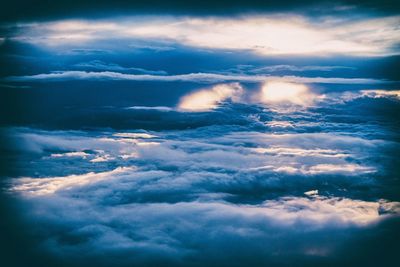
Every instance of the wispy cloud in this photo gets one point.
(266, 35)
(190, 77)
(100, 65)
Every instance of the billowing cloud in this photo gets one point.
(190, 77)
(209, 98)
(266, 35)
(283, 92)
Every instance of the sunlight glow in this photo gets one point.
(280, 92)
(209, 98)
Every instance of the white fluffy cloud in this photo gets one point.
(209, 98)
(267, 35)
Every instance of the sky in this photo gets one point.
(203, 133)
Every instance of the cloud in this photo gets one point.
(190, 77)
(266, 35)
(100, 65)
(281, 92)
(275, 68)
(209, 98)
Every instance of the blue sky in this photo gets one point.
(206, 134)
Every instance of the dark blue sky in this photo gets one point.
(223, 133)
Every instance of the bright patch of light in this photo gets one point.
(209, 98)
(280, 92)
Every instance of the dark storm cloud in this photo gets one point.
(33, 10)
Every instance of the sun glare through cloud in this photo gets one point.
(199, 133)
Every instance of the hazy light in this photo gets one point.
(267, 35)
(280, 92)
(209, 98)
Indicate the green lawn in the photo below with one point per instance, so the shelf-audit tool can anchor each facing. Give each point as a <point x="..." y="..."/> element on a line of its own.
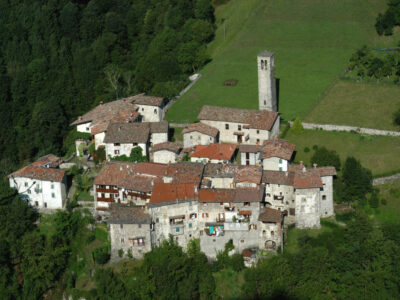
<point x="313" y="41"/>
<point x="358" y="104"/>
<point x="380" y="154"/>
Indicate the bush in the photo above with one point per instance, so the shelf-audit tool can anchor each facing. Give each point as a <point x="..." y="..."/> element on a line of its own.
<point x="101" y="255"/>
<point x="297" y="127"/>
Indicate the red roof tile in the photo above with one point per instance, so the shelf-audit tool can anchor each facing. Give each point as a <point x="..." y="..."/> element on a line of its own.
<point x="214" y="151"/>
<point x="39" y="173"/>
<point x="169" y="192"/>
<point x="202" y="128"/>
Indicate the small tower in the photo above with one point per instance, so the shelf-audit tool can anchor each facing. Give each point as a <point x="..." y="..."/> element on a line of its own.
<point x="266" y="81"/>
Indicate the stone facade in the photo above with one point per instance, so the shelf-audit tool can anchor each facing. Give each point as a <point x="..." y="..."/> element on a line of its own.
<point x="266" y="81"/>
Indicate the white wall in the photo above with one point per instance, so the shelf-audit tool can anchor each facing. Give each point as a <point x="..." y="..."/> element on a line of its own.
<point x="42" y="193"/>
<point x="123" y="149"/>
<point x="85" y="127"/>
<point x="196" y="138"/>
<point x="148" y="114"/>
<point x="164" y="157"/>
<point x="158" y="138"/>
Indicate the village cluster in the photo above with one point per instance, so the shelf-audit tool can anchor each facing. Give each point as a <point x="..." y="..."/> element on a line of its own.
<point x="232" y="180"/>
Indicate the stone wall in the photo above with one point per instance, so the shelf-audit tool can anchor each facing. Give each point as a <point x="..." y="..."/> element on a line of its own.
<point x="330" y="127"/>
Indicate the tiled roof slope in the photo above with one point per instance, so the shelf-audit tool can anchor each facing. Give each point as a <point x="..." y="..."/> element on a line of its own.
<point x="278" y="148"/>
<point x="39" y="173"/>
<point x="127" y="133"/>
<point x="170" y="146"/>
<point x="214" y="151"/>
<point x="170" y="192"/>
<point x="258" y="119"/>
<point x="270" y="215"/>
<point x="202" y="128"/>
<point x="126" y="214"/>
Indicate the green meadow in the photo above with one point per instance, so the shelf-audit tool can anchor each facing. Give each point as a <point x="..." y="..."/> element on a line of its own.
<point x="312" y="40"/>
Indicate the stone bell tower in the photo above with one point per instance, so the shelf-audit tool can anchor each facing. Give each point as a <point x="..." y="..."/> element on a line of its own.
<point x="266" y="81"/>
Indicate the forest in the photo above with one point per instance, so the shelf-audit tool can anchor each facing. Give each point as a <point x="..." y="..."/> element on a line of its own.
<point x="59" y="58"/>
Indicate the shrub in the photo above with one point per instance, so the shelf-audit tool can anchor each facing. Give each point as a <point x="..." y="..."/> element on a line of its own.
<point x="297" y="127"/>
<point x="101" y="255"/>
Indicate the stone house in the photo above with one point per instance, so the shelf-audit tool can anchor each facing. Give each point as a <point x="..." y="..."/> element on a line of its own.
<point x="275" y="154"/>
<point x="40" y="184"/>
<point x="214" y="153"/>
<point x="121" y="138"/>
<point x="130" y="231"/>
<point x="241" y="126"/>
<point x="165" y="153"/>
<point x="199" y="134"/>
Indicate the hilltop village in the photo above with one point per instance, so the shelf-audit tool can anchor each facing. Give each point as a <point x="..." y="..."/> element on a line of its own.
<point x="232" y="180"/>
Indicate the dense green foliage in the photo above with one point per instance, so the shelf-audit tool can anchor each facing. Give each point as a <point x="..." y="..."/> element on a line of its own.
<point x="59" y="58"/>
<point x="366" y="63"/>
<point x="385" y="22"/>
<point x="32" y="263"/>
<point x="359" y="261"/>
<point x="324" y="157"/>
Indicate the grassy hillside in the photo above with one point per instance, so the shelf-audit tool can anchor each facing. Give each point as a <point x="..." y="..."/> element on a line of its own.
<point x="358" y="104"/>
<point x="313" y="41"/>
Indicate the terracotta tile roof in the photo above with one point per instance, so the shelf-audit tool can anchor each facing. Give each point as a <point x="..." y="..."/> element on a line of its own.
<point x="325" y="171"/>
<point x="249" y="194"/>
<point x="50" y="159"/>
<point x="185" y="172"/>
<point x="278" y="148"/>
<point x="214" y="151"/>
<point x="270" y="215"/>
<point x="278" y="177"/>
<point x="307" y="180"/>
<point x="127" y="133"/>
<point x="114" y="173"/>
<point x="140" y="183"/>
<point x="169" y="192"/>
<point x="127" y="214"/>
<point x="251" y="174"/>
<point x="142" y="99"/>
<point x="150" y="168"/>
<point x="170" y="146"/>
<point x="250" y="148"/>
<point x="116" y="111"/>
<point x="258" y="119"/>
<point x="39" y="173"/>
<point x="202" y="128"/>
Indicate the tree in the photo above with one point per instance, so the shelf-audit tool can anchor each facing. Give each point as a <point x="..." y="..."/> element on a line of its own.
<point x="325" y="157"/>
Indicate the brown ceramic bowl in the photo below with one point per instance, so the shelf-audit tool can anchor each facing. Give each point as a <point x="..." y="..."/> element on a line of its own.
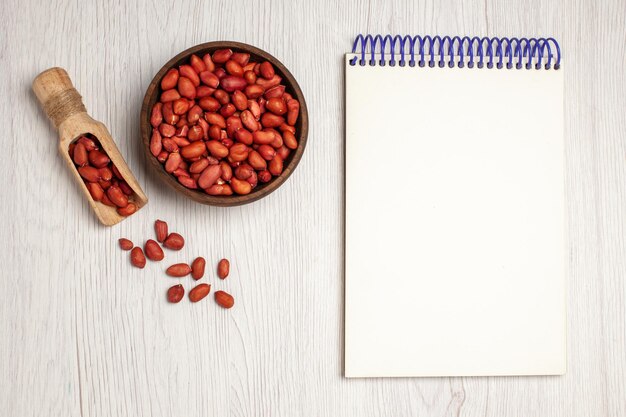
<point x="261" y="190"/>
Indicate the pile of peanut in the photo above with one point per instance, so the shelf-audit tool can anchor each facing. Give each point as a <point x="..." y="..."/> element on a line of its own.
<point x="223" y="123"/>
<point x="174" y="241"/>
<point x="101" y="176"/>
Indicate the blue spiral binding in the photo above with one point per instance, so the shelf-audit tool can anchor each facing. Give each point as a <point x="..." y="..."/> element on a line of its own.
<point x="507" y="53"/>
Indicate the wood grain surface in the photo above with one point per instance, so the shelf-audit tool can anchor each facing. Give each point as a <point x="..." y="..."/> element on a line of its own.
<point x="84" y="334"/>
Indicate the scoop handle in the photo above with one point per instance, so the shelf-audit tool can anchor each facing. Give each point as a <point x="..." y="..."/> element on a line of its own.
<point x="57" y="95"/>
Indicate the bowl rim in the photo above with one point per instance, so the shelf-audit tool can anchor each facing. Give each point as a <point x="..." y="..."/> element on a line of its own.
<point x="289" y="81"/>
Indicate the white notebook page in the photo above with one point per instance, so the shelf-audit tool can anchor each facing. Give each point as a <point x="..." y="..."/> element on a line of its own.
<point x="454" y="222"/>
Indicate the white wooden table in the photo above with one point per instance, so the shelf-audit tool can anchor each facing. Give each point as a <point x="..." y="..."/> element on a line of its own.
<point x="84" y="333"/>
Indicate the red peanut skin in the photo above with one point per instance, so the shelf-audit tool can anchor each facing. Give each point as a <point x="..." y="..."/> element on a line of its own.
<point x="199" y="292"/>
<point x="223" y="268"/>
<point x="160" y="229"/>
<point x="222" y="111"/>
<point x="175" y="293"/>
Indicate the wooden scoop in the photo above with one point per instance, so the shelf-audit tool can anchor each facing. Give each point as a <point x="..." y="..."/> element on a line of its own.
<point x="65" y="108"/>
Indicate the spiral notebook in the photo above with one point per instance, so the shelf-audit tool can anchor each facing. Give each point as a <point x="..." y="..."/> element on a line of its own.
<point x="454" y="257"/>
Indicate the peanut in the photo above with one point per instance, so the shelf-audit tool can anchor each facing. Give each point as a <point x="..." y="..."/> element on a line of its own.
<point x="223" y="123"/>
<point x="137" y="257"/>
<point x="197" y="268"/>
<point x="175" y="293"/>
<point x="178" y="270"/>
<point x="199" y="292"/>
<point x="153" y="251"/>
<point x="224" y="299"/>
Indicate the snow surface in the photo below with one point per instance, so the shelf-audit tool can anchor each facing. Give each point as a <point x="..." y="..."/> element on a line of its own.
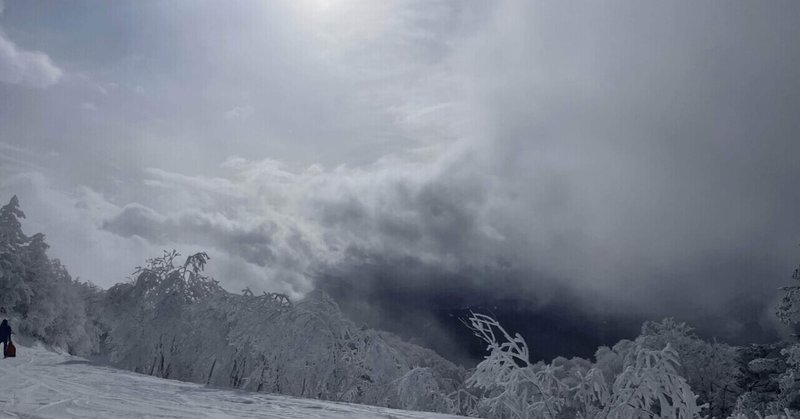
<point x="39" y="383"/>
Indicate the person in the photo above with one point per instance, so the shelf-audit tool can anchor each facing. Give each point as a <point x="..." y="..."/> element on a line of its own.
<point x="5" y="335"/>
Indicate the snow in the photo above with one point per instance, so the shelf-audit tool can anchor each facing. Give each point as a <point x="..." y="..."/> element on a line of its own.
<point x="39" y="383"/>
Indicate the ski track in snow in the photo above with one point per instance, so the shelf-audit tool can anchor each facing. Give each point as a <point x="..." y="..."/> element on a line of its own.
<point x="39" y="383"/>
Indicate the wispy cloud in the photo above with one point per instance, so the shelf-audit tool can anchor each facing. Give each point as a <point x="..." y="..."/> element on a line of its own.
<point x="26" y="68"/>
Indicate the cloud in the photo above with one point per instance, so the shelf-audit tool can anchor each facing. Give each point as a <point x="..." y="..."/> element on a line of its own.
<point x="240" y="113"/>
<point x="26" y="68"/>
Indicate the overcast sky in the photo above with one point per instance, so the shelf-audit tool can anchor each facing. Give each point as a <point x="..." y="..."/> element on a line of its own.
<point x="617" y="158"/>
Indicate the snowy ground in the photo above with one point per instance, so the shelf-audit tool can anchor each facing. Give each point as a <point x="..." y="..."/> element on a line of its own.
<point x="43" y="384"/>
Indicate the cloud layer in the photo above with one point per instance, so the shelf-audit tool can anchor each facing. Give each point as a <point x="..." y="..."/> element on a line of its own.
<point x="571" y="164"/>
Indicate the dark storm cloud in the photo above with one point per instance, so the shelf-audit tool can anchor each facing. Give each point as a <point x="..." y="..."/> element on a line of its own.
<point x="585" y="165"/>
<point x="254" y="244"/>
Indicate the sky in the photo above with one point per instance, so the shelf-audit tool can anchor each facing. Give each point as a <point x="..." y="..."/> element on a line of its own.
<point x="574" y="167"/>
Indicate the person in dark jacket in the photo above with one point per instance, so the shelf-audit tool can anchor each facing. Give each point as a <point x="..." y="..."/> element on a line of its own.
<point x="5" y="335"/>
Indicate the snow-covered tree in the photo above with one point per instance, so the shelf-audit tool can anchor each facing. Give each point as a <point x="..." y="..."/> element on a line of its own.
<point x="711" y="369"/>
<point x="42" y="299"/>
<point x="648" y="385"/>
<point x="173" y="322"/>
<point x="15" y="293"/>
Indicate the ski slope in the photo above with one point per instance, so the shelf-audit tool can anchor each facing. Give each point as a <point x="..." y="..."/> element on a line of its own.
<point x="44" y="384"/>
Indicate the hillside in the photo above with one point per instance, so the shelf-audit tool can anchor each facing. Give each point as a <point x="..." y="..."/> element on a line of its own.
<point x="44" y="384"/>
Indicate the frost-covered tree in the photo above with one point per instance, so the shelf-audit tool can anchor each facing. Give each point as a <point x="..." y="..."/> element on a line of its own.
<point x="648" y="385"/>
<point x="172" y="321"/>
<point x="41" y="297"/>
<point x="15" y="293"/>
<point x="711" y="369"/>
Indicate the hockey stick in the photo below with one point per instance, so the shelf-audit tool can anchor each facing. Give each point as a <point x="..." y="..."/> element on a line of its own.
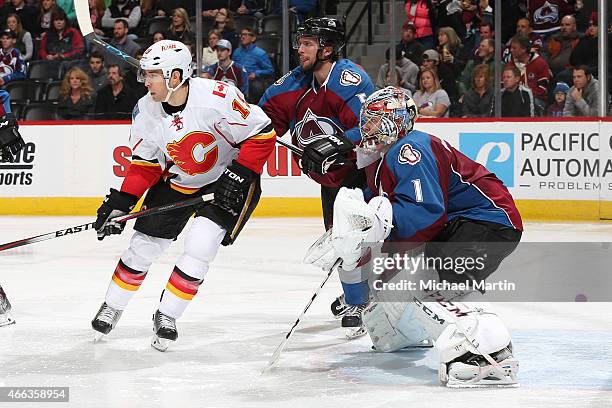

..........

The problem: Pick out every line of the entries above that contains the word "spiral" and copy each one. Case counts.

Reply to the exercise:
Indicate the blue spiral binding in the photo above with one point per instance, so the shelf-audit tool can anchor each facing. Give each point as a <point x="..." y="..."/> element on a line of its own.
Indicate the spiral notebook in the photo above with one point per instance, so the shelf-audit tool can anchor each facing. Give each point as a <point x="..." y="..."/> element on a line of its own.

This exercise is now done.